Source records
# # # # #
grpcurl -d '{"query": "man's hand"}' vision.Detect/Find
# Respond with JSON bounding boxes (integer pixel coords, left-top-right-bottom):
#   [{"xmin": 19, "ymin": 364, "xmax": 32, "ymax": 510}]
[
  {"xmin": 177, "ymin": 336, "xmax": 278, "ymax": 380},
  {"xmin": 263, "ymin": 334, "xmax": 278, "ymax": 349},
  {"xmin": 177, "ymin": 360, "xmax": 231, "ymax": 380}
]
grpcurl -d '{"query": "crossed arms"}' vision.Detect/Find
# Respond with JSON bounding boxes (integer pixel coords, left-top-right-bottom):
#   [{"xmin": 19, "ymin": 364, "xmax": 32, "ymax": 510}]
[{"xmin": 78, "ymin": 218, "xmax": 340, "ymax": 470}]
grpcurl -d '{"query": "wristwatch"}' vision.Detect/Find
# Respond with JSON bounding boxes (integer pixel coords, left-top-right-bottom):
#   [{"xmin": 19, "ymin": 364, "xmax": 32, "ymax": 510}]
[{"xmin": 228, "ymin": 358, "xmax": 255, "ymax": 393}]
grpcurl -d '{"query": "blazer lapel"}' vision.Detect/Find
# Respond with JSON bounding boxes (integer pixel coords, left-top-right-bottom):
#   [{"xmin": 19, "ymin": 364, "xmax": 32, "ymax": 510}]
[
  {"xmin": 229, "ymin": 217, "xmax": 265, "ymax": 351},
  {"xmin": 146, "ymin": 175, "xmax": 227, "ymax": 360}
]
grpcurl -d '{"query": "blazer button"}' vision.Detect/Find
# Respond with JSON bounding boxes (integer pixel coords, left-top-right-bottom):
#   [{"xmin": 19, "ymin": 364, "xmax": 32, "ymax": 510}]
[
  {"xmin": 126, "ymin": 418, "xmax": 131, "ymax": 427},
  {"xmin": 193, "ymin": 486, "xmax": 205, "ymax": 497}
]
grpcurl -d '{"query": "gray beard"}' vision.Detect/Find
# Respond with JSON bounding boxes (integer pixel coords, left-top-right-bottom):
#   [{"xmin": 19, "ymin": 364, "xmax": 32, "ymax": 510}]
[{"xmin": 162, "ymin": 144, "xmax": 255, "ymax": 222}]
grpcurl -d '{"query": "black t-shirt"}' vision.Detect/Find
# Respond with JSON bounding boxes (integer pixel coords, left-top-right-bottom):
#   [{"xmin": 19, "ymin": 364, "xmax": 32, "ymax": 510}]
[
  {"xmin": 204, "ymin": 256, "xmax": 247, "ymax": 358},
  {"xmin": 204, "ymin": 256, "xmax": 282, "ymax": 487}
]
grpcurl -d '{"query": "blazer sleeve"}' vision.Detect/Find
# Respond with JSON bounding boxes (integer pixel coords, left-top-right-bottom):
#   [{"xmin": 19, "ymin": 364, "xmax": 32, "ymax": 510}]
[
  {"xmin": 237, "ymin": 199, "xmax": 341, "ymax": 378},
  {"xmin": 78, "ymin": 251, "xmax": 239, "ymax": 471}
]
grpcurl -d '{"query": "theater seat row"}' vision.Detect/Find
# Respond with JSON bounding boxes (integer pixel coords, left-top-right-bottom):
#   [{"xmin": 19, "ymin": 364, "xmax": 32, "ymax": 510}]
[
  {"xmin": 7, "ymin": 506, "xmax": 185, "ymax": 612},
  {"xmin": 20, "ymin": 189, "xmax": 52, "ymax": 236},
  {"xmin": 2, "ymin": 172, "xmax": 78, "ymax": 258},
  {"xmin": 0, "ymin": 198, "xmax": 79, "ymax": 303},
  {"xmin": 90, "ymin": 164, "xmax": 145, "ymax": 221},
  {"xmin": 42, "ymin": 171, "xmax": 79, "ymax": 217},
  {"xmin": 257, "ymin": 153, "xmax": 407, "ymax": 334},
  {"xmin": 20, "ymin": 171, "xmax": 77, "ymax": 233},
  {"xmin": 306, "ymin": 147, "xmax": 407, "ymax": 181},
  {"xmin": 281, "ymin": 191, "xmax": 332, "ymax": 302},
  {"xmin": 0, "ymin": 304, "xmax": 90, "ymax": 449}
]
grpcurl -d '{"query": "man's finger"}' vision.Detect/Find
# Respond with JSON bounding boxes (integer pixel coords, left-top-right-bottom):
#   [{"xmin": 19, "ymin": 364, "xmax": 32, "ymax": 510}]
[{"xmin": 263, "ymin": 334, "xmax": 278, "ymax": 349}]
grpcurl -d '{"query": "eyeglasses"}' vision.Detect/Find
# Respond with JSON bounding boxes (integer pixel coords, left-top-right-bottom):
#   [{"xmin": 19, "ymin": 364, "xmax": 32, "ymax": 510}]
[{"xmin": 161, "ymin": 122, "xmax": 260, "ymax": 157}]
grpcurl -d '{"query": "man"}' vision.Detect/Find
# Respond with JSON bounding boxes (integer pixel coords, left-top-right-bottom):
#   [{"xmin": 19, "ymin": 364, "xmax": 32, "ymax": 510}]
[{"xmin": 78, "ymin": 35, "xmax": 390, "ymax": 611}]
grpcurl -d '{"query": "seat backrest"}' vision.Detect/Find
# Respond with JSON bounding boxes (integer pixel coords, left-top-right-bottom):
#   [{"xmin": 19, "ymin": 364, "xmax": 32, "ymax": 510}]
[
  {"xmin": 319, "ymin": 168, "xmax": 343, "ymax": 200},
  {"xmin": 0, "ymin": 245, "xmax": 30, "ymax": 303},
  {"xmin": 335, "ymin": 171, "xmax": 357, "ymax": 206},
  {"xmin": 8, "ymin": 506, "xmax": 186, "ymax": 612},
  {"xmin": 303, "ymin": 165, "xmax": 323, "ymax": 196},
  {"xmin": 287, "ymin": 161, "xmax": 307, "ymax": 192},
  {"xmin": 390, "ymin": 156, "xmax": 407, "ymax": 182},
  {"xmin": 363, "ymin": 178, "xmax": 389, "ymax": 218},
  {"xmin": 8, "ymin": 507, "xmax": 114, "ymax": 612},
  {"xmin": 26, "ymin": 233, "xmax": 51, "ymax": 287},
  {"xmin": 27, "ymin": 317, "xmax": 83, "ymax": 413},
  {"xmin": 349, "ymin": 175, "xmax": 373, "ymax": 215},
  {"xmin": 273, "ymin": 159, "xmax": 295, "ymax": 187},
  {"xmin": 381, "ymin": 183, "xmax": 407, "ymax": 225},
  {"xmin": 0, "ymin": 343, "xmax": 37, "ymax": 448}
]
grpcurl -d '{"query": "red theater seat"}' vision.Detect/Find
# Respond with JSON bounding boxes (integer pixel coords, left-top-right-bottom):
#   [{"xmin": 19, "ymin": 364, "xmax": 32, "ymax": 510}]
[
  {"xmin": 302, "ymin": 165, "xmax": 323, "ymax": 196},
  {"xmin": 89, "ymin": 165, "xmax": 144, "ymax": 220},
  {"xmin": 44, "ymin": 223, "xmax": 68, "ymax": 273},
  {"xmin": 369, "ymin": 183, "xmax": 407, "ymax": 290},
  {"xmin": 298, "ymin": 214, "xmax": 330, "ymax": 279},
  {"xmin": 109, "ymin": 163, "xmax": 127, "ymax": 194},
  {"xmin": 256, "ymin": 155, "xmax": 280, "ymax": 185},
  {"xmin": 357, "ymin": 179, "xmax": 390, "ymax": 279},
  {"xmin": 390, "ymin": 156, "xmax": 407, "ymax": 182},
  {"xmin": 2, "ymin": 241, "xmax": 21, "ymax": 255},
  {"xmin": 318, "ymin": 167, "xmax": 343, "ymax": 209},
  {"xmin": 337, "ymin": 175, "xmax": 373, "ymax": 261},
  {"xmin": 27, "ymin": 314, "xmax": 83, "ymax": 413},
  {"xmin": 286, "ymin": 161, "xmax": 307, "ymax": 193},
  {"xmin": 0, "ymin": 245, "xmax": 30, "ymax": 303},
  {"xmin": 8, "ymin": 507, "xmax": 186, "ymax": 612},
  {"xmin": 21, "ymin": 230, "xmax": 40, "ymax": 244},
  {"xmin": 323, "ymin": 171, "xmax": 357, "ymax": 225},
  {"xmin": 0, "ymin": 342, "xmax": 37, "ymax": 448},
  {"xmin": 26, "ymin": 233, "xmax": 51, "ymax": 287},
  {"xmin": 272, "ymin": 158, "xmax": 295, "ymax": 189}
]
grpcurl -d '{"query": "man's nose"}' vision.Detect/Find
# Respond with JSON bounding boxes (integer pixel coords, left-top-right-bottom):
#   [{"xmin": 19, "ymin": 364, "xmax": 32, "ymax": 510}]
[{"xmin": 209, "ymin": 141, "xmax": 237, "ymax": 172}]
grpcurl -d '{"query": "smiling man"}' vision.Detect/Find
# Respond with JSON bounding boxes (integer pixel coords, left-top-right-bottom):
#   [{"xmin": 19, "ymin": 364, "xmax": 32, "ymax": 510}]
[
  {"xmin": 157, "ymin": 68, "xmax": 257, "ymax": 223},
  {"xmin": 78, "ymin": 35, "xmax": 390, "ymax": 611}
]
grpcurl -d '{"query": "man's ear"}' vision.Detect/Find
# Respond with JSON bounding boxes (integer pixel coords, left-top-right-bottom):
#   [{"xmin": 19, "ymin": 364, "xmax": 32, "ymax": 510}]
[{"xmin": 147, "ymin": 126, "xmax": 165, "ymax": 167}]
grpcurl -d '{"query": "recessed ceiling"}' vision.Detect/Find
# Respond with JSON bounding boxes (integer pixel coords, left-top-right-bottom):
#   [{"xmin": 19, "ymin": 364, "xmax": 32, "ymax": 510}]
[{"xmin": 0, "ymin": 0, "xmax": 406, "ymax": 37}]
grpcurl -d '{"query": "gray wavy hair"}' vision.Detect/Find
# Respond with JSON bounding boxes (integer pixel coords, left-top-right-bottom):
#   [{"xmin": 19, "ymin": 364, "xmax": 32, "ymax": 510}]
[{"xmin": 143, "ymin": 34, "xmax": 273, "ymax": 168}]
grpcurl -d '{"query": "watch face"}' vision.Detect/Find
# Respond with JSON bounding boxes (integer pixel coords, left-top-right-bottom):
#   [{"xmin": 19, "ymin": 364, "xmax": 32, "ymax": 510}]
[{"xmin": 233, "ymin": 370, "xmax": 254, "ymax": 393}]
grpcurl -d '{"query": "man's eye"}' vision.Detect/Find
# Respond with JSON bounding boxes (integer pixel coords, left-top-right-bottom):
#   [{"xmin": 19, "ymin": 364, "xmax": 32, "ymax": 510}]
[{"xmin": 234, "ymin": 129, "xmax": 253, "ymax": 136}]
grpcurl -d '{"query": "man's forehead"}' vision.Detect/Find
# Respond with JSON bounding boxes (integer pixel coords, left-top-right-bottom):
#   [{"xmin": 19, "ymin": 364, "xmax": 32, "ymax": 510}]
# # # # #
### WHAT NEEDS TO BE DONE
Every line in the records above with the string "blazer" in it should be shown.

### YOUR SOLUTION
grpcurl -d '{"query": "blazer lapel"}' vision.Detect/Find
grpcurl -d '{"query": "blazer button"}' vision.Detect/Find
grpcurl -d '{"query": "blazer sleeve"}' vision.Detect/Find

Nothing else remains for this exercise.